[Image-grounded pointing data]
····················
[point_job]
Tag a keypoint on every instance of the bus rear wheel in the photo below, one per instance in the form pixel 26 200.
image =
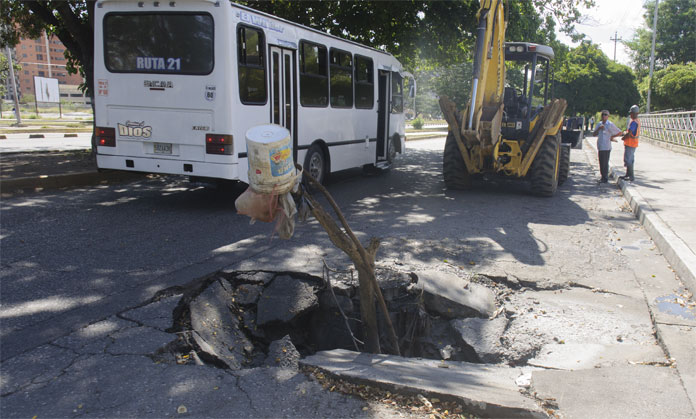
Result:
pixel 315 163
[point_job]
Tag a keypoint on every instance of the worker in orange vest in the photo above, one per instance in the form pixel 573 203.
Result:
pixel 630 140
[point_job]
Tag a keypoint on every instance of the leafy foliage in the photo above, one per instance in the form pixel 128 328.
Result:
pixel 675 42
pixel 5 72
pixel 589 81
pixel 71 21
pixel 674 87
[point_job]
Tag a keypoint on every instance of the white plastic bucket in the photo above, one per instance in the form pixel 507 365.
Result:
pixel 271 168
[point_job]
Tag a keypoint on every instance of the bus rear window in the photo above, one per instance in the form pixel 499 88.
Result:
pixel 179 43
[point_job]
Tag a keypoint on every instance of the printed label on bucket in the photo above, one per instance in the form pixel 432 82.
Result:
pixel 281 160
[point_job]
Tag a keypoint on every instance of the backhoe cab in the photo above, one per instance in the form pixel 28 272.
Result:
pixel 510 126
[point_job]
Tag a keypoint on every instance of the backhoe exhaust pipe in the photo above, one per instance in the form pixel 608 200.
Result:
pixel 480 38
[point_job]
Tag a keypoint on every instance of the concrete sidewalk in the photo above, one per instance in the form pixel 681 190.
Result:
pixel 663 199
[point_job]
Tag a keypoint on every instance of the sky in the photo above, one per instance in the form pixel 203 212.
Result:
pixel 607 18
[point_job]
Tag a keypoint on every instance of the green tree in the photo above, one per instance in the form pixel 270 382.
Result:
pixel 71 21
pixel 674 87
pixel 590 81
pixel 439 31
pixel 5 72
pixel 675 42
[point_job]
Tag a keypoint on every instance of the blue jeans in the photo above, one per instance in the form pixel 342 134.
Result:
pixel 629 156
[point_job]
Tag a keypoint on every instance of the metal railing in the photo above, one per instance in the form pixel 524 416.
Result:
pixel 670 127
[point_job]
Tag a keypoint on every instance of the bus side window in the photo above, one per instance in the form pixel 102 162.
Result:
pixel 314 80
pixel 251 66
pixel 364 83
pixel 341 69
pixel 397 93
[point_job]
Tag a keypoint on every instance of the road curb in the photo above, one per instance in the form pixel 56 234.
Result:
pixel 425 137
pixel 673 248
pixel 11 186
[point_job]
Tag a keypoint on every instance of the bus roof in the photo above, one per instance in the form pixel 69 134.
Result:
pixel 249 9
pixel 268 15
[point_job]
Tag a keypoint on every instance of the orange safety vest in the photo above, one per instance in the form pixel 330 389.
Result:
pixel 632 140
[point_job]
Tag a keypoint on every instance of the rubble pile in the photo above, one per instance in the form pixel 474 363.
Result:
pixel 244 319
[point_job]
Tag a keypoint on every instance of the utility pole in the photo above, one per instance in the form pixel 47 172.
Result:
pixel 14 84
pixel 652 56
pixel 48 54
pixel 615 38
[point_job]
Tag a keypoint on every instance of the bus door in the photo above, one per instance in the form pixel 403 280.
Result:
pixel 383 114
pixel 283 92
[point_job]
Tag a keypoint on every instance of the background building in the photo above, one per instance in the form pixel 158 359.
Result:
pixel 44 57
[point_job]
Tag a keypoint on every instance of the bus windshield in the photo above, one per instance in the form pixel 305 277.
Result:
pixel 162 43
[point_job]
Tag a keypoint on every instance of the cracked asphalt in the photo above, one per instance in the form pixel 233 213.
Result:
pixel 81 332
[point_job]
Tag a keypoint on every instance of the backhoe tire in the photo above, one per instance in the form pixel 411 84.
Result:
pixel 544 172
pixel 453 167
pixel 564 165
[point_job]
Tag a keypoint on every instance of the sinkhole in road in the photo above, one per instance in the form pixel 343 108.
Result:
pixel 247 319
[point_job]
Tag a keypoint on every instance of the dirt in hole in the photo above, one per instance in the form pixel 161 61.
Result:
pixel 246 319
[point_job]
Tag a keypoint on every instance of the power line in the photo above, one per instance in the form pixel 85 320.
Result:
pixel 615 39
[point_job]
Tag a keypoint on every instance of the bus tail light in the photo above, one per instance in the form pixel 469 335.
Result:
pixel 106 137
pixel 218 144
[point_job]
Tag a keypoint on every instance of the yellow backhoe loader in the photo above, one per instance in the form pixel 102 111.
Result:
pixel 510 127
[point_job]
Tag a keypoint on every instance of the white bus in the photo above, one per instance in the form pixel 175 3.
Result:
pixel 178 83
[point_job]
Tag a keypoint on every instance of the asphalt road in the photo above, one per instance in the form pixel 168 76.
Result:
pixel 74 257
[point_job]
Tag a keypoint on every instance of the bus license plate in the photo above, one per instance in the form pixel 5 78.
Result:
pixel 162 148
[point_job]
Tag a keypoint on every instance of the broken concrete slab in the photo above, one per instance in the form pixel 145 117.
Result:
pixel 247 294
pixel 255 277
pixel 285 299
pixel 282 353
pixel 454 297
pixel 680 342
pixel 635 391
pixel 671 309
pixel 484 389
pixel 217 328
pixel 483 335
pixel 578 356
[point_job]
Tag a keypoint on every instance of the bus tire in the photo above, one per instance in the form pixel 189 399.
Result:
pixel 315 163
pixel 543 174
pixel 564 164
pixel 454 168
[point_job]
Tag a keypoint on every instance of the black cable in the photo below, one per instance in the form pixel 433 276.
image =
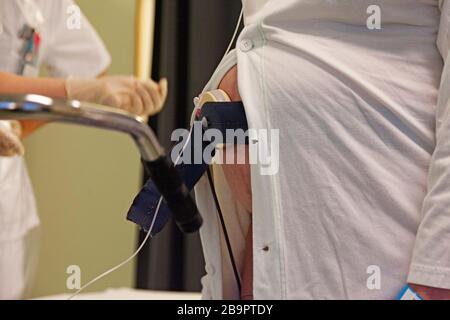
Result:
pixel 224 228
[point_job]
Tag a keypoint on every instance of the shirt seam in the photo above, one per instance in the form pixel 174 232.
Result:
pixel 274 179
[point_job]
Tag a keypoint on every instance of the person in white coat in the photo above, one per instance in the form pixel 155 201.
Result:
pixel 35 33
pixel 360 204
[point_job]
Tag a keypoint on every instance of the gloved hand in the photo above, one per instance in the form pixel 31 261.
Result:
pixel 143 98
pixel 10 144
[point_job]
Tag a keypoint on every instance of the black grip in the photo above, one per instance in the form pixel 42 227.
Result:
pixel 169 184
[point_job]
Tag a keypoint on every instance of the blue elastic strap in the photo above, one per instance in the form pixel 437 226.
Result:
pixel 219 115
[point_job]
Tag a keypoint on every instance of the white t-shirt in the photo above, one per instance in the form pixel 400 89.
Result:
pixel 356 114
pixel 77 52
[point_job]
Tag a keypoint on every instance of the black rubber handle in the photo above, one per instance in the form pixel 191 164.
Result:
pixel 169 184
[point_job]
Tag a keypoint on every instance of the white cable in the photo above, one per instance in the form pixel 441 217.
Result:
pixel 120 265
pixel 148 236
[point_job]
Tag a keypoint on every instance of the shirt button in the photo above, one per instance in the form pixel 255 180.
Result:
pixel 246 45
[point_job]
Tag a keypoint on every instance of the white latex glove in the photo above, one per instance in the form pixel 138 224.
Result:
pixel 143 98
pixel 10 144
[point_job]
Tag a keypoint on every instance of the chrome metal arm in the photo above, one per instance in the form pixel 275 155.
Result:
pixel 159 167
pixel 35 107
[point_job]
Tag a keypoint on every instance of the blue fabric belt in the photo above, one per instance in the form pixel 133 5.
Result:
pixel 212 115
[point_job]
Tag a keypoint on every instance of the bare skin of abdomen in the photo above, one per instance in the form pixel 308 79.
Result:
pixel 238 178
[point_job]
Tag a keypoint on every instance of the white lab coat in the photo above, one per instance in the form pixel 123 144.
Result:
pixel 66 52
pixel 356 111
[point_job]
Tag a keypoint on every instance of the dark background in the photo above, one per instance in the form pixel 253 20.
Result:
pixel 191 37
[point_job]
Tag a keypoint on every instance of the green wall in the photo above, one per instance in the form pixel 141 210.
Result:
pixel 85 179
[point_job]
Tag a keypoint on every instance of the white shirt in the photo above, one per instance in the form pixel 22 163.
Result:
pixel 66 52
pixel 356 114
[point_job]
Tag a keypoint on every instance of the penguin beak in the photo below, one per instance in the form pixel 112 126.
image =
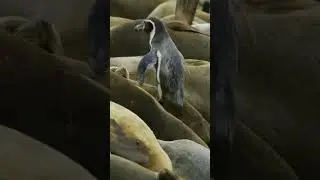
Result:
pixel 139 27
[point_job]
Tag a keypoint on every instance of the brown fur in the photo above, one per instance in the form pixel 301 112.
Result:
pixel 133 9
pixel 40 89
pixel 163 124
pixel 22 157
pixel 43 34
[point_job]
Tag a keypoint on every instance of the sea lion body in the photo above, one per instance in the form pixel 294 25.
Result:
pixel 123 169
pixel 132 126
pixel 163 124
pixel 22 157
pixel 167 60
pixel 133 9
pixel 125 42
pixel 189 159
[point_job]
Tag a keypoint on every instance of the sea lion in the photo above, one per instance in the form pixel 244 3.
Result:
pixel 125 42
pixel 204 28
pixel 276 7
pixel 170 18
pixel 10 23
pixel 133 9
pixel 168 9
pixel 125 125
pixel 43 34
pixel 121 71
pixel 61 13
pixel 277 88
pixel 168 63
pixel 22 157
pixel 164 125
pixel 191 117
pixel 253 158
pixel 197 82
pixel 49 93
pixel 190 160
pixel 123 169
pixel 115 21
pixel 97 34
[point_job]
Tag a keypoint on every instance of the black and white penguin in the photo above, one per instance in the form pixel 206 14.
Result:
pixel 205 5
pixel 165 57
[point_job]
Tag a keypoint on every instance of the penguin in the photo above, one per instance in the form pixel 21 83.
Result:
pixel 206 6
pixel 97 29
pixel 168 61
pixel 225 62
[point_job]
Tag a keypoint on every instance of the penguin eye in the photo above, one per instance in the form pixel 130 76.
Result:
pixel 148 27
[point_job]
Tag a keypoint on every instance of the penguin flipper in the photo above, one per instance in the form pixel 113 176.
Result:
pixel 148 60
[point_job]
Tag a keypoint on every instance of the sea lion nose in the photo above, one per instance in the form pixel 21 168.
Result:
pixel 139 27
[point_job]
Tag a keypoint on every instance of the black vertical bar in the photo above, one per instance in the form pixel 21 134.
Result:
pixel 98 29
pixel 224 58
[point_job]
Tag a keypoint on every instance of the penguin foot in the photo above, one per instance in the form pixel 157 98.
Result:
pixel 160 100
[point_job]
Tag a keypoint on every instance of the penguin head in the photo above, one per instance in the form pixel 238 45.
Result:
pixel 154 27
pixel 206 6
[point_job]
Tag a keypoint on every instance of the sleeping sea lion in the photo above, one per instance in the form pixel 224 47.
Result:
pixel 191 117
pixel 61 13
pixel 22 157
pixel 168 8
pixel 121 71
pixel 123 169
pixel 125 42
pixel 190 160
pixel 126 126
pixel 115 21
pixel 10 23
pixel 133 9
pixel 278 85
pixel 197 82
pixel 53 95
pixel 164 125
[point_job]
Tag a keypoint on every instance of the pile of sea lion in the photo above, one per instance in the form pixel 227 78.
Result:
pixel 47 93
pixel 145 131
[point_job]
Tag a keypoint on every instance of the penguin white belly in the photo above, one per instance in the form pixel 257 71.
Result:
pixel 159 57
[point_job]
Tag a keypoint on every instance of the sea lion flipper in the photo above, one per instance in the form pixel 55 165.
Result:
pixel 148 60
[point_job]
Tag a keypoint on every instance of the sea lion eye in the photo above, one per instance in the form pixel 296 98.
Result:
pixel 148 27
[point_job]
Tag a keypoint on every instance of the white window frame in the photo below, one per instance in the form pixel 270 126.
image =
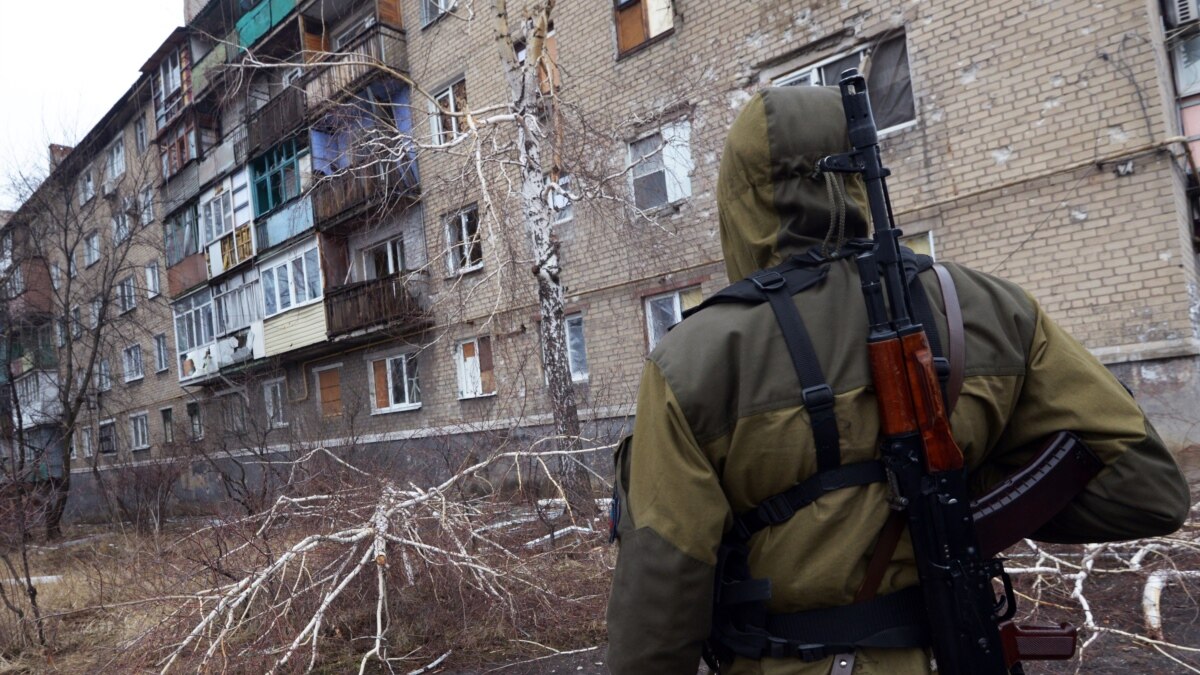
····················
Aim of the exercise - If a line in the records contains the word "backhoe", copy it.

Result for this exercise -
Tag a keypoint on every instance of the backhoe cab in the photo above, one per instance in the form pixel 28 272.
Tag a keypoint on every instance of the backhoe exhaust pipe in the photo above, one per instance in the form pixel 608 200.
Tag a keypoint on every instance of the backhoe tire in the photo above, one per instance in the form pixel 411 84.
Tag a keypoint on every instance of the yellow backhoe loader in the photo above, one per instance in the form pixel 102 111.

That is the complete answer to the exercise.